== Data lines ==
#####

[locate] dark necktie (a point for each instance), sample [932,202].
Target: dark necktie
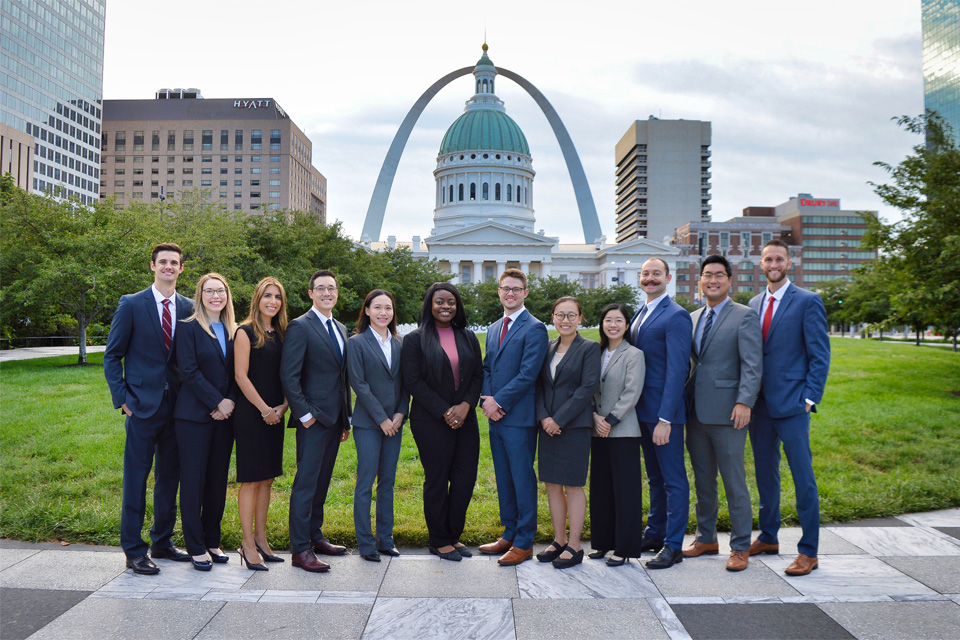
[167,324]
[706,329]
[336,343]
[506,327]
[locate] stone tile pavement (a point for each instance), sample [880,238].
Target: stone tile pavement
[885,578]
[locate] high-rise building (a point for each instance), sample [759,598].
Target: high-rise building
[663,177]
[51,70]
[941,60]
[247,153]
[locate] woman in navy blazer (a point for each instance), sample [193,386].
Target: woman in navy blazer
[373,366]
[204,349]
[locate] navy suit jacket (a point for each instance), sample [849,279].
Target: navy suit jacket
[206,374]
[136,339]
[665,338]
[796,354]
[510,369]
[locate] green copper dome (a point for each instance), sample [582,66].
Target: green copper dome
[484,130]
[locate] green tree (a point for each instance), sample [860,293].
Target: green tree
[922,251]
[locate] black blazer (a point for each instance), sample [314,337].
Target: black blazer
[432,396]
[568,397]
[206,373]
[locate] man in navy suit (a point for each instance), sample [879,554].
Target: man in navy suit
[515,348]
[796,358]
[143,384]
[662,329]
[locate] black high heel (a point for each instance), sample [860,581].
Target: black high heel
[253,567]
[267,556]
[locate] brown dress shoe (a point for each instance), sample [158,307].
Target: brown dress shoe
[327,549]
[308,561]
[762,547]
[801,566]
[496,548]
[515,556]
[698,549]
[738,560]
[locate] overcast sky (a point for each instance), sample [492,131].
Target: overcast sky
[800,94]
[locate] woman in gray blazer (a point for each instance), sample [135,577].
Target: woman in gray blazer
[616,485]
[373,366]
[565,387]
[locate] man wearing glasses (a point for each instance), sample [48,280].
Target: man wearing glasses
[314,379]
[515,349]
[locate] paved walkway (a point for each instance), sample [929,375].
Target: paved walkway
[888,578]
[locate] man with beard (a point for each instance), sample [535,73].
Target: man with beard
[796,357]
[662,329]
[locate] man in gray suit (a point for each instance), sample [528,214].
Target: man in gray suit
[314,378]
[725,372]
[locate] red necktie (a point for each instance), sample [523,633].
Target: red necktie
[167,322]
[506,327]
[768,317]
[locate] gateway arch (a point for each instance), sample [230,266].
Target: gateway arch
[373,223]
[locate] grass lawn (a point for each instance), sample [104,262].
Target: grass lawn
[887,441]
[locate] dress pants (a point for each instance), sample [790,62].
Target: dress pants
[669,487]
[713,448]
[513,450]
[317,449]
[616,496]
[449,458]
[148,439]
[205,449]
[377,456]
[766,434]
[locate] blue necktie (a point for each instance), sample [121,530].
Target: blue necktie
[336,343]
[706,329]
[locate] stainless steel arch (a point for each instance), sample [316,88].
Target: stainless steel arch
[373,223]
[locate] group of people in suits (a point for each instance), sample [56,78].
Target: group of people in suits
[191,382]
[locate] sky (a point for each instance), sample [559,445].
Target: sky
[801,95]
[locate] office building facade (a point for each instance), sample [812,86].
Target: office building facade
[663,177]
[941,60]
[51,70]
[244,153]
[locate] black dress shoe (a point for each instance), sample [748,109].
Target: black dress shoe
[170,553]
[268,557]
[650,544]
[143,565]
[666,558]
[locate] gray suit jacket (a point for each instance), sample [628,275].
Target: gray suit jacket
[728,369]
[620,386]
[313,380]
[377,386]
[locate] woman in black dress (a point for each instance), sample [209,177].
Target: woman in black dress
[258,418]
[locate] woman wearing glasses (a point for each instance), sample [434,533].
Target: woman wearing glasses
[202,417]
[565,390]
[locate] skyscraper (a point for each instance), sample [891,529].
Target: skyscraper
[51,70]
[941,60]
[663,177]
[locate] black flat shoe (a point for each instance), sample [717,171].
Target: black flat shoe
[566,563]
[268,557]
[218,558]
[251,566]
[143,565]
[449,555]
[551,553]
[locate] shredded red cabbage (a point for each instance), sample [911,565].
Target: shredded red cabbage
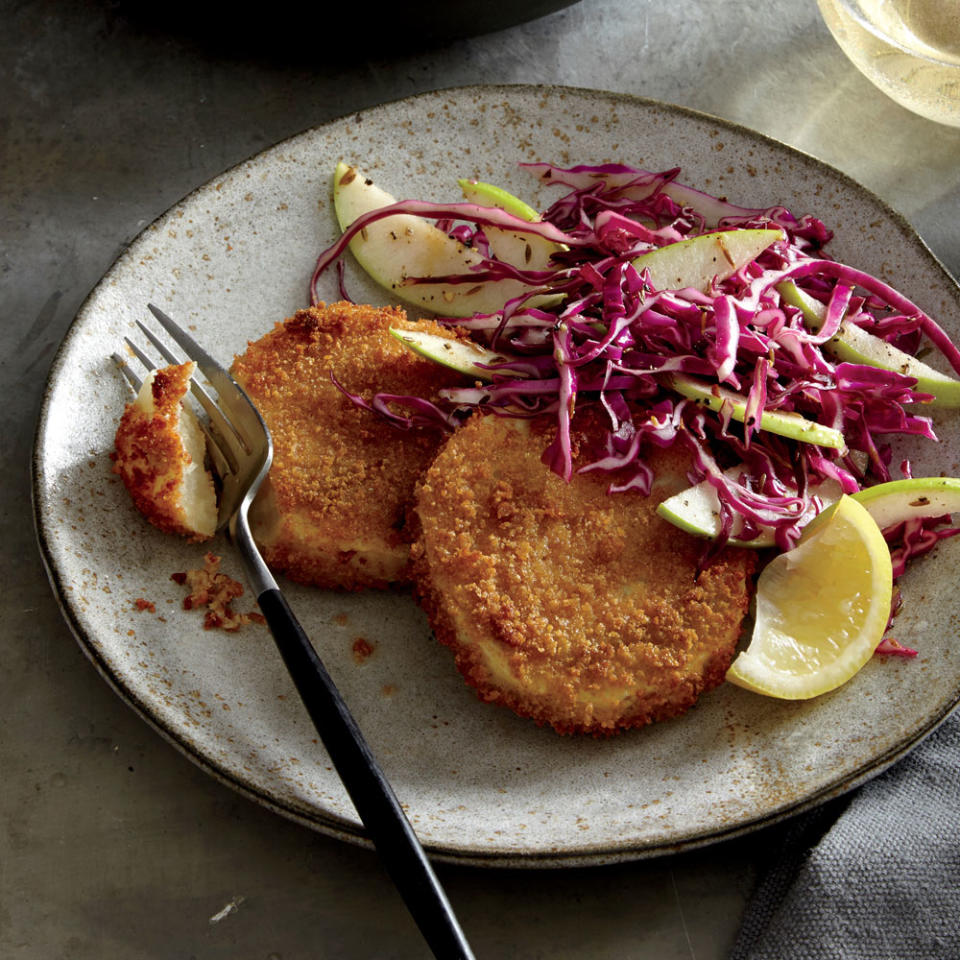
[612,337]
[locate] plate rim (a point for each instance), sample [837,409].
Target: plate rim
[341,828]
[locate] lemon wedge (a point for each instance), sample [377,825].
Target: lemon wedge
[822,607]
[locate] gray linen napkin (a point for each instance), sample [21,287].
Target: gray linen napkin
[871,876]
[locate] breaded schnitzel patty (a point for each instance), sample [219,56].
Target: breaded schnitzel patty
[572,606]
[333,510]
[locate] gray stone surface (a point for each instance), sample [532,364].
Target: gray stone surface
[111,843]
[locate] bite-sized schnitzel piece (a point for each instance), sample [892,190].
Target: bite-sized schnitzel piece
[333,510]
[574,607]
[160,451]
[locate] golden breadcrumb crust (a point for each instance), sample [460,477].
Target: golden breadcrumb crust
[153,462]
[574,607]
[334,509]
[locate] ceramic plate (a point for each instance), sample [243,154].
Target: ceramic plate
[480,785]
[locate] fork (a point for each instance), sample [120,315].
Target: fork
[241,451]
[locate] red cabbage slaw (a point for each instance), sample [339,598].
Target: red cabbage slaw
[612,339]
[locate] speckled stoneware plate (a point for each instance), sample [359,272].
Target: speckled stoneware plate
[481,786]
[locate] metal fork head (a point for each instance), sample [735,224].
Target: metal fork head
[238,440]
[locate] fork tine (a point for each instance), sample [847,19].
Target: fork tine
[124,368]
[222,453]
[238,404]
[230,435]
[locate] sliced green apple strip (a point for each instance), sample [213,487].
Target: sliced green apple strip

#####

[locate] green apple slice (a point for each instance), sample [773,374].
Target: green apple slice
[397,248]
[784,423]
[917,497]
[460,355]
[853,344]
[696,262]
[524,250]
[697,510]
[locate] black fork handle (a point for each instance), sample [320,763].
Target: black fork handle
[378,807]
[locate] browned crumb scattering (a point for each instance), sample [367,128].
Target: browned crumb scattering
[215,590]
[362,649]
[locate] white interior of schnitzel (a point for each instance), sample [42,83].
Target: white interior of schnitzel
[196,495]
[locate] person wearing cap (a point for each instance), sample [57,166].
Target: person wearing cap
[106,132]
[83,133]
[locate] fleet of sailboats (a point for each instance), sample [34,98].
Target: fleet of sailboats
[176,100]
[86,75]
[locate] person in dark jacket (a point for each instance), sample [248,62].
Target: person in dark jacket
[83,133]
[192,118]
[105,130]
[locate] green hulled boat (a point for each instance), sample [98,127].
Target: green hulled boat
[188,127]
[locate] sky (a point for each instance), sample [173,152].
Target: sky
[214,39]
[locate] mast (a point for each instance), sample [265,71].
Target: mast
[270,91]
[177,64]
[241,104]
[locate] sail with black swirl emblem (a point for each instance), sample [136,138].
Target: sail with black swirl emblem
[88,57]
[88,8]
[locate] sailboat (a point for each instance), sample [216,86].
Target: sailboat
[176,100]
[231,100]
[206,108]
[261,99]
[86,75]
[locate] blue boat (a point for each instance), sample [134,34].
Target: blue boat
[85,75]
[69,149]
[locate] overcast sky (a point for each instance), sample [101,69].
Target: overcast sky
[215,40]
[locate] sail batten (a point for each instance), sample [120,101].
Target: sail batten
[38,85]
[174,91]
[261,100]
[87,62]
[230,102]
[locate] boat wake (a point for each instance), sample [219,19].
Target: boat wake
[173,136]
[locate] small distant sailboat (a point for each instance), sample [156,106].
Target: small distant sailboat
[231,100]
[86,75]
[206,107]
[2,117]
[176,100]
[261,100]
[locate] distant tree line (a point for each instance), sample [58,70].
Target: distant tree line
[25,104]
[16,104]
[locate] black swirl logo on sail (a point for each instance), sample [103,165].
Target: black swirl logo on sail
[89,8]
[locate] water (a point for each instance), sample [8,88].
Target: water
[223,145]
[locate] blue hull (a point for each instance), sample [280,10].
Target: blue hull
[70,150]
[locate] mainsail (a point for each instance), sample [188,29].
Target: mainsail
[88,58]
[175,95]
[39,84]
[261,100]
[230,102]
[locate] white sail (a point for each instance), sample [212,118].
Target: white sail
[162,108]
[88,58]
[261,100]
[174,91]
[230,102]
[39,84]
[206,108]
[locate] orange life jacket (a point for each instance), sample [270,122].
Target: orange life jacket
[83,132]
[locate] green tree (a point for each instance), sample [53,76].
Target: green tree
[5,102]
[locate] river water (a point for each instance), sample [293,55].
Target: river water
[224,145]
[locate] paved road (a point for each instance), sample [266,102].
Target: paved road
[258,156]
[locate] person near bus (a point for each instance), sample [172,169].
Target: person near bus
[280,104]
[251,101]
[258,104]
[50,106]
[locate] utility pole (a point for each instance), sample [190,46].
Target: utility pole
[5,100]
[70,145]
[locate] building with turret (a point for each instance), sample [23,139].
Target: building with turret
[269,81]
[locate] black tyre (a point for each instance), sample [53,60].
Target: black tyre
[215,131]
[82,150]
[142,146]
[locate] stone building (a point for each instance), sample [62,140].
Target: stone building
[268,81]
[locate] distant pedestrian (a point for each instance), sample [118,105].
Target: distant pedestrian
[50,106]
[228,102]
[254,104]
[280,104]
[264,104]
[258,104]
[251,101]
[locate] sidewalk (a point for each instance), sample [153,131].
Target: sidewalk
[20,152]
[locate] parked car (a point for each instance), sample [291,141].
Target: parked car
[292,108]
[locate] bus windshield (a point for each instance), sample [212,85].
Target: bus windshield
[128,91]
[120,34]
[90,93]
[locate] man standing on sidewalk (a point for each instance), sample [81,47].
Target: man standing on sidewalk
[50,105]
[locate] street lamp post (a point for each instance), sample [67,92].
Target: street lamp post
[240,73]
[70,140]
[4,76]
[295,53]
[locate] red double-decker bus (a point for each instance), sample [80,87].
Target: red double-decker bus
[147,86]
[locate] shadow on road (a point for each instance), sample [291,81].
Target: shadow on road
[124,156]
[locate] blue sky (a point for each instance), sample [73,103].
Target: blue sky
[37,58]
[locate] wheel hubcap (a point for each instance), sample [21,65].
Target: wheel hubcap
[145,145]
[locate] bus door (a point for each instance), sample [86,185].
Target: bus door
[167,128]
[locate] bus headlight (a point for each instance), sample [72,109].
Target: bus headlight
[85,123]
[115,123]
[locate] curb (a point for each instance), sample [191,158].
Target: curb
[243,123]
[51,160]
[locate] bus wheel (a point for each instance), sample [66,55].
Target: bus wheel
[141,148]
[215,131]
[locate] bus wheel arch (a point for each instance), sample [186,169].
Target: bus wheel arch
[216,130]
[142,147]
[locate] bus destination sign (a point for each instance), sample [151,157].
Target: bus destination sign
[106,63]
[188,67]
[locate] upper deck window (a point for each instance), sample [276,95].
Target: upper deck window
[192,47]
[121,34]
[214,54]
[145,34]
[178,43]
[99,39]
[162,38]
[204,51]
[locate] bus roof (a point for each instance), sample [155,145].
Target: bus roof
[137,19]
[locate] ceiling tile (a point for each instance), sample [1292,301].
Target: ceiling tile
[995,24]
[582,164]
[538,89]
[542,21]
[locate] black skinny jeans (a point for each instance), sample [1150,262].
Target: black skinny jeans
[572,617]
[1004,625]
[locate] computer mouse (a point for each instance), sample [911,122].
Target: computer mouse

#####

== Aim of the exercise ==
Copy out the data above without changes, beginning at the line with "[locate] gray stone" and continuing through the line with "Target: sliced green apple strip".

== Complete output ==
[locate] gray stone surface (a point for each instance), sample [532,364].
Target: gray stone surface
[111,843]
[locate] bite-sized schnitzel piece (a point for each instance), sample [892,190].
Target: bite-sized schnitzel piece
[333,510]
[574,607]
[160,451]
[locate] golden breadcrumb crust (a point for each instance), sample [460,477].
Target: golden breadcrumb crust
[153,462]
[574,607]
[334,509]
[locate] ceramic plate (a point for each instance), sample [243,154].
Target: ceramic plate
[480,785]
[locate] fork (a point for each instance), sample [120,315].
Target: fork
[241,451]
[locate] red cabbage slaw (a point for each instance), sample [339,598].
Target: red cabbage slaw
[612,339]
[locate] speckled stoneware plate (a point for each instance), sample [359,272].
Target: speckled stoneware plate
[481,786]
[locate] metal fork head (a point for each instance), sample [735,224].
Target: metal fork head
[238,440]
[locate] fork tine (a point for each instance), sample [847,19].
Target: fork tine
[124,368]
[222,453]
[238,404]
[230,435]
[locate] sliced green apple strip (a point for each instance), sample [213,487].
Target: sliced green apple strip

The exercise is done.